# Xhype - What Flavour Profiles are your favourite lately?



## Steven Xhype (21/10/20)

@Steven Xhype - Loving a good milky and cereal Flavour lately , let me know what you guys are enjoying currently ?

Reactions: Like 4


----------



## NecroticAngel (21/10/20)

Floral things. I swear I never thought I'd say it. But done right they are so damn addictive

Reactions: Like 3 | Agree 1 | Informative 3


----------



## DarthBranMuffin (21/10/20)

On DL I love my mixed fruits (no citrus) on Ice! (0-6mg)

MTL its tobacco/banana/custard for the win! (3-9mg, not a fan of high nic)

Reactions: Like 6 | Can relate 1


----------



## Dela Rey Steyn (21/10/20)

DarthBranMuffin said:


> On DL I love my mixed fruits (no citrus) on Ice! (0-6mg)
> 
> MTL its tobacco/banana/custard for the win! (3-9mg, not a fan of high nic)



get some 18mg freebase and grow those chest hairs!

Reactions: Funny 7


----------



## DarthBranMuffin (21/10/20)

Dela Rey Steyn said:


> get some 18mg freebase and grow those chest hairs!


The Mrs vapes 18mg, 0.5Ω at 30w.... every time i rewick her tanks and have to test it i grow them like crazy.... i pitty the poor soul that grabs her device one day thinking its DL low nic.... they will die!

Reactions: Like 1 | Funny 6


----------



## Dela Rey Steyn (21/10/20)

DarthBranMuffin said:


> The Mrs vapes 18mg, 0.5Ω at 30w.... every time i rewick her tanks and have to test it i grow them like crazy.... i pitty the poor soul that grabs her device one day thinking its DL low nic.... they will die!



How is she related to Chuck Norris again?

Reactions: Funny 7


----------



## Steven Xhype (22/10/20)

NecroticAngel said:


> Floral things. I swear I never thought I'd say it. But done right they are so damn addictive


Floral Things?? thats a new one, I haven't heard that one before...

Reactions: Like 4


----------



## Steven Xhype (22/10/20)

DarthBranMuffin said:


> On DL I love my mixed fruits (no citrus) on Ice! (0-6mg)
> 
> MTL its tobacco/banana/custard for the win! (3-9mg, not a fan of high nic)

**Rows:**
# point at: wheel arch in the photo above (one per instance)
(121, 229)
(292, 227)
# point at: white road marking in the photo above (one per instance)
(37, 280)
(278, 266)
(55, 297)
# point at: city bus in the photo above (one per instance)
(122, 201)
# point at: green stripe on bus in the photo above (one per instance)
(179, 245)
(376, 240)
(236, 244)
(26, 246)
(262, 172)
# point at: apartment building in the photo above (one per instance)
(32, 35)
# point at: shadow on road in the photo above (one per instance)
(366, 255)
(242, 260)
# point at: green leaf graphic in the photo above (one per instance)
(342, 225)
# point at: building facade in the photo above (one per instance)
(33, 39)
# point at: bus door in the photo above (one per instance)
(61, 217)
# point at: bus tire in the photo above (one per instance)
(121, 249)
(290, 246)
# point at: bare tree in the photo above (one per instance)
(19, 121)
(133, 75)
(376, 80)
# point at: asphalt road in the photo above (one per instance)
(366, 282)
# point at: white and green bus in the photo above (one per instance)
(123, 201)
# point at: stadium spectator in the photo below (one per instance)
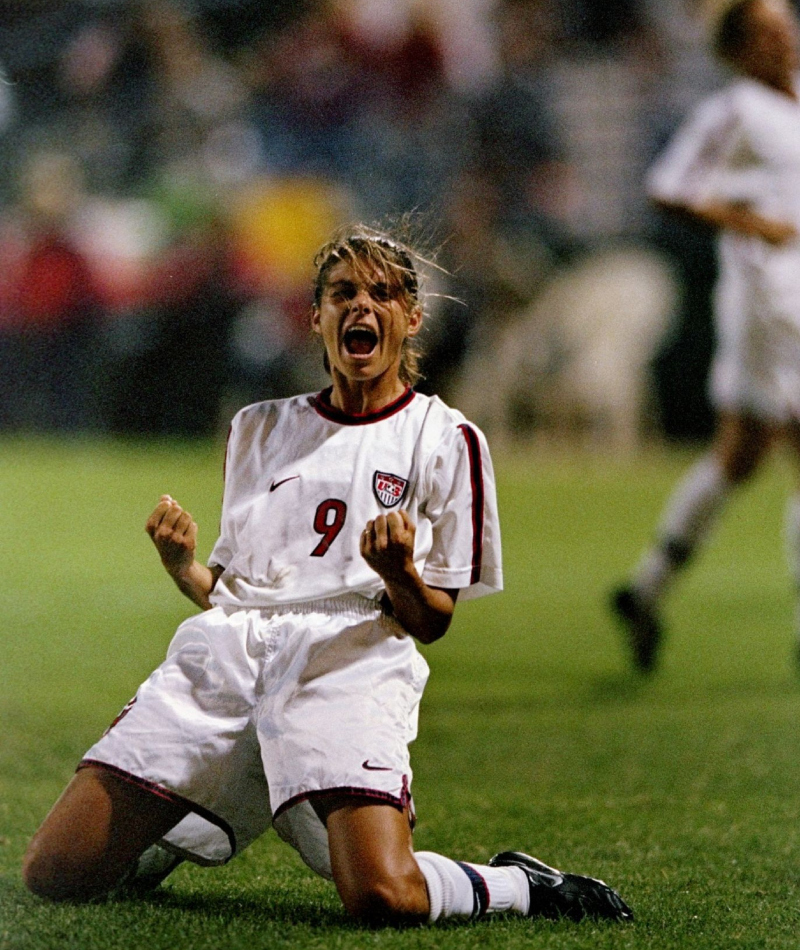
(51, 307)
(735, 166)
(352, 521)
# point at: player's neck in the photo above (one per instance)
(365, 396)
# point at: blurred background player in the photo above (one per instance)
(352, 520)
(735, 166)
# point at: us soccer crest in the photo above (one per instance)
(389, 488)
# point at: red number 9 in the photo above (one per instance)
(326, 526)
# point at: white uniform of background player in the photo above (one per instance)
(735, 165)
(743, 146)
(268, 688)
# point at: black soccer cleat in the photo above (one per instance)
(643, 627)
(555, 894)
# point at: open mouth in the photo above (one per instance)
(360, 341)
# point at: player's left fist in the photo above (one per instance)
(174, 533)
(387, 543)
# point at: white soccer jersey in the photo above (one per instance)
(742, 145)
(303, 479)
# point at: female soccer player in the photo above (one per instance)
(351, 522)
(736, 167)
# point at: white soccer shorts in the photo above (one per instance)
(255, 712)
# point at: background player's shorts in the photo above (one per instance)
(254, 713)
(756, 366)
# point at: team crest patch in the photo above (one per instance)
(389, 488)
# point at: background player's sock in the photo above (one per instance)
(458, 889)
(687, 520)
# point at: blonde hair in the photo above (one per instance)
(366, 249)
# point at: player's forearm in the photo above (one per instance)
(425, 612)
(733, 216)
(196, 582)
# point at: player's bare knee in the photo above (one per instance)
(57, 877)
(398, 901)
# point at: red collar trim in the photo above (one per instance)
(322, 403)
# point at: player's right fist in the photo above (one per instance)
(174, 534)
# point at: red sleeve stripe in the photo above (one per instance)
(476, 477)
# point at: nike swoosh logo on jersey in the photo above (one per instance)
(283, 481)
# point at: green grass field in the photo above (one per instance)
(682, 790)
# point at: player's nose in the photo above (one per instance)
(362, 301)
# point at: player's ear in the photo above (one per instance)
(414, 322)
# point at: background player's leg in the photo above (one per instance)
(94, 834)
(688, 518)
(792, 531)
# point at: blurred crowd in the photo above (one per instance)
(169, 168)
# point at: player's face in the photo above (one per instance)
(770, 53)
(363, 320)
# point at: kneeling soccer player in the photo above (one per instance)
(351, 521)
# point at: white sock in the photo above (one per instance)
(792, 536)
(687, 520)
(458, 889)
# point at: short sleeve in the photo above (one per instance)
(461, 505)
(692, 169)
(222, 552)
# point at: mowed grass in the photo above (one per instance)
(683, 790)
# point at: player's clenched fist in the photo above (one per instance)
(174, 534)
(387, 543)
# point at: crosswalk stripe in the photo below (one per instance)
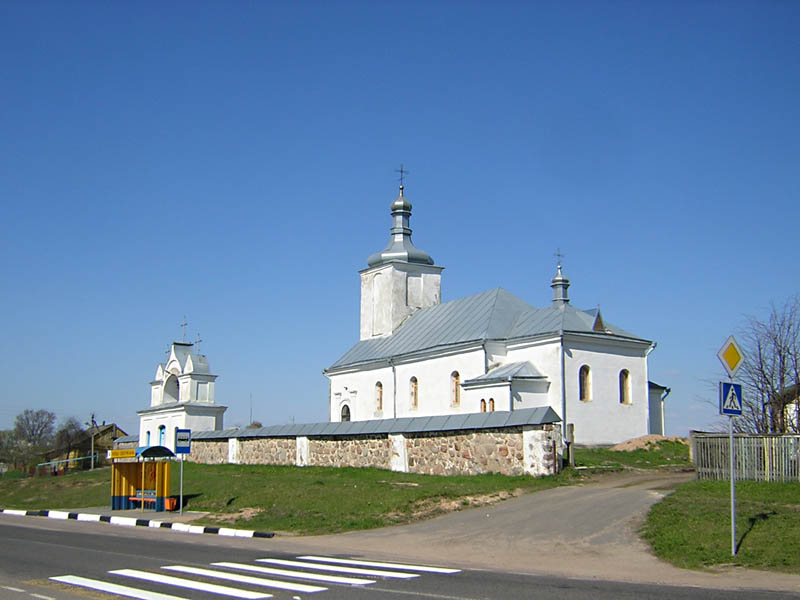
(366, 563)
(113, 588)
(295, 574)
(338, 569)
(192, 585)
(283, 585)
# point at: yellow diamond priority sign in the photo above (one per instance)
(731, 356)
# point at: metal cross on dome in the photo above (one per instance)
(403, 173)
(558, 256)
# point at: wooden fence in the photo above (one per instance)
(758, 457)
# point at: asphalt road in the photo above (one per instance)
(35, 550)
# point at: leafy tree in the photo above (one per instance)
(770, 373)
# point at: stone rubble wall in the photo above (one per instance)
(350, 451)
(272, 451)
(209, 452)
(532, 450)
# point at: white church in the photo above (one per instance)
(488, 352)
(181, 397)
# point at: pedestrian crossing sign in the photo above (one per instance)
(730, 399)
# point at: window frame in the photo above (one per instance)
(585, 383)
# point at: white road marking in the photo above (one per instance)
(192, 585)
(113, 588)
(88, 517)
(337, 569)
(123, 521)
(187, 528)
(282, 585)
(295, 574)
(366, 563)
(235, 532)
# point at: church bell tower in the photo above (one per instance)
(399, 279)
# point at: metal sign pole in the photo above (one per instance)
(181, 496)
(733, 487)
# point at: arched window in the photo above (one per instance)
(379, 396)
(624, 387)
(172, 391)
(584, 384)
(455, 389)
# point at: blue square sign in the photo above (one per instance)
(730, 399)
(183, 441)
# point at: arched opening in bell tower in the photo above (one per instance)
(171, 389)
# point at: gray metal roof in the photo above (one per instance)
(491, 420)
(493, 315)
(516, 370)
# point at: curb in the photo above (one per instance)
(131, 522)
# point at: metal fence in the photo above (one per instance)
(758, 457)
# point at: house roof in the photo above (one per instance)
(492, 315)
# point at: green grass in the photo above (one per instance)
(666, 453)
(83, 488)
(691, 527)
(316, 500)
(311, 500)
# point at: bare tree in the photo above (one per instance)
(69, 434)
(34, 427)
(770, 373)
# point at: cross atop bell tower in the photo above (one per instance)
(399, 279)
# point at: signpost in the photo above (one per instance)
(183, 446)
(730, 404)
(122, 453)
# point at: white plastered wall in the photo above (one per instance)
(603, 419)
(357, 388)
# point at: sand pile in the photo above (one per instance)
(644, 441)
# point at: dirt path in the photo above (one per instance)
(586, 531)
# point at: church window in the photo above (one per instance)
(455, 389)
(171, 389)
(584, 384)
(624, 387)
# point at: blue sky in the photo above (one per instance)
(234, 162)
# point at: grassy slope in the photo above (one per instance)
(691, 527)
(316, 500)
(309, 500)
(664, 454)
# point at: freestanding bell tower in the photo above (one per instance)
(398, 280)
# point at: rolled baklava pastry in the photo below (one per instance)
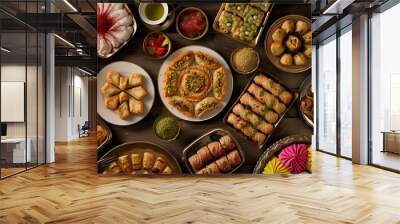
(246, 128)
(124, 163)
(114, 168)
(202, 171)
(213, 169)
(275, 88)
(223, 164)
(205, 155)
(268, 99)
(159, 165)
(136, 160)
(148, 160)
(227, 143)
(195, 162)
(234, 158)
(252, 118)
(216, 149)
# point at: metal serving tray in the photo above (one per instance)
(203, 140)
(288, 107)
(138, 147)
(258, 36)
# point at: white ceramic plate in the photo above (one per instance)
(124, 68)
(212, 113)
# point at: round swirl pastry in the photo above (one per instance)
(195, 83)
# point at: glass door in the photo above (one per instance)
(385, 90)
(326, 96)
(346, 75)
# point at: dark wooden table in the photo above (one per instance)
(132, 52)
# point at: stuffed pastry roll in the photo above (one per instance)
(215, 149)
(223, 164)
(302, 27)
(148, 160)
(234, 158)
(246, 129)
(159, 165)
(123, 111)
(113, 77)
(135, 106)
(265, 97)
(123, 82)
(300, 59)
(286, 59)
(227, 143)
(170, 82)
(109, 89)
(195, 162)
(167, 170)
(273, 87)
(205, 155)
(125, 164)
(278, 35)
(135, 79)
(213, 168)
(277, 49)
(114, 168)
(288, 26)
(137, 92)
(111, 102)
(219, 83)
(123, 97)
(253, 119)
(136, 160)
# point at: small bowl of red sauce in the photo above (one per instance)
(192, 23)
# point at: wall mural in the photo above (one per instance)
(209, 89)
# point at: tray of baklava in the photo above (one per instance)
(216, 152)
(139, 158)
(243, 22)
(260, 107)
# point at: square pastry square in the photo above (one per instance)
(253, 15)
(228, 22)
(236, 8)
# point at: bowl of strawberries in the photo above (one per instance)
(157, 45)
(192, 23)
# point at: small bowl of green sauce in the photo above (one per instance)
(167, 128)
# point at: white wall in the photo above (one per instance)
(67, 114)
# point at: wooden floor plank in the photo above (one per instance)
(70, 191)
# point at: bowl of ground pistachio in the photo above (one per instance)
(245, 60)
(167, 128)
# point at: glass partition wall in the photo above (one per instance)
(385, 90)
(334, 94)
(22, 77)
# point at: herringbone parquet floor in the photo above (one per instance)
(69, 191)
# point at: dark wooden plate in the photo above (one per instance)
(141, 148)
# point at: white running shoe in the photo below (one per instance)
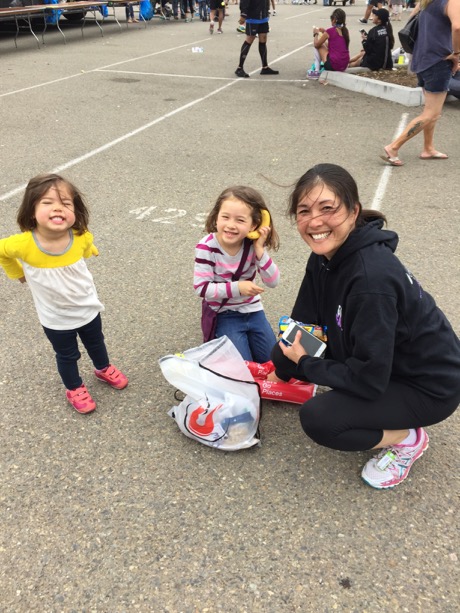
(392, 465)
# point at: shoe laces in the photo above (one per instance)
(390, 457)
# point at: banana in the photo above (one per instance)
(254, 235)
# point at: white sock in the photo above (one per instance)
(410, 439)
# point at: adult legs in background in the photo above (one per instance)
(435, 81)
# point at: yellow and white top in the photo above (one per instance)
(62, 286)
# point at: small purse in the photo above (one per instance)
(408, 34)
(209, 315)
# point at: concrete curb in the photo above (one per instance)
(408, 96)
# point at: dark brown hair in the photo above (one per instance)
(340, 18)
(37, 188)
(339, 181)
(255, 202)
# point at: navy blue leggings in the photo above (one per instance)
(65, 345)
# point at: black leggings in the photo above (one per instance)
(346, 422)
(343, 421)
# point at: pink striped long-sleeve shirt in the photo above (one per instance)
(213, 273)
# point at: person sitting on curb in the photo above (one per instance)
(435, 59)
(377, 44)
(255, 14)
(331, 45)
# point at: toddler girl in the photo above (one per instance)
(331, 46)
(49, 255)
(220, 254)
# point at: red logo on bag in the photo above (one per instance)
(197, 426)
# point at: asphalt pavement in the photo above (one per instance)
(118, 511)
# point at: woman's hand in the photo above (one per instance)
(249, 288)
(295, 351)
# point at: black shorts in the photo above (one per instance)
(256, 28)
(216, 5)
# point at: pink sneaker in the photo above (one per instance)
(112, 376)
(81, 400)
(392, 465)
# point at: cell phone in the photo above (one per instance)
(312, 345)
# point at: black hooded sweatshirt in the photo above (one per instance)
(381, 324)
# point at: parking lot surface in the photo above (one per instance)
(118, 511)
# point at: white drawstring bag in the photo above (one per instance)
(222, 404)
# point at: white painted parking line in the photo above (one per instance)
(386, 173)
(303, 14)
(113, 143)
(85, 72)
(205, 77)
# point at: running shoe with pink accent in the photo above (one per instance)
(112, 376)
(81, 400)
(392, 465)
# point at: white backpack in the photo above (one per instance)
(222, 404)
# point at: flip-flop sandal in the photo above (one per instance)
(393, 161)
(435, 156)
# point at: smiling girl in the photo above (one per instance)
(50, 256)
(392, 360)
(220, 255)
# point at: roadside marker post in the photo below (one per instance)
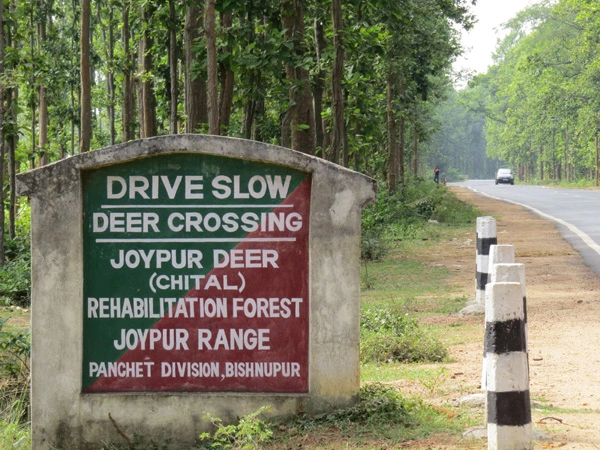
(486, 237)
(508, 405)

**Exercise requirements:**
Decide whether each statement below agrees with the forum thread. Answer yes or no for each, and quote the deciding words of the thread.
1. DarthBranMuffin leaves citrus out of the mixed fruit flavors used on DL.
2. DarthBranMuffin's wife vapes at 3mg.
3. Steven Xhype says floral flavors are something he has heard of often.

**Task solution:**
1. Yes: "On DL I love my mixed fruits (no citrus) on Ice!"
2. No: "The Mrs vapes 18mg, 0.5Ω at 30w"
3. No: "Floral Things?? thats a new one, I haven't heard that one before..."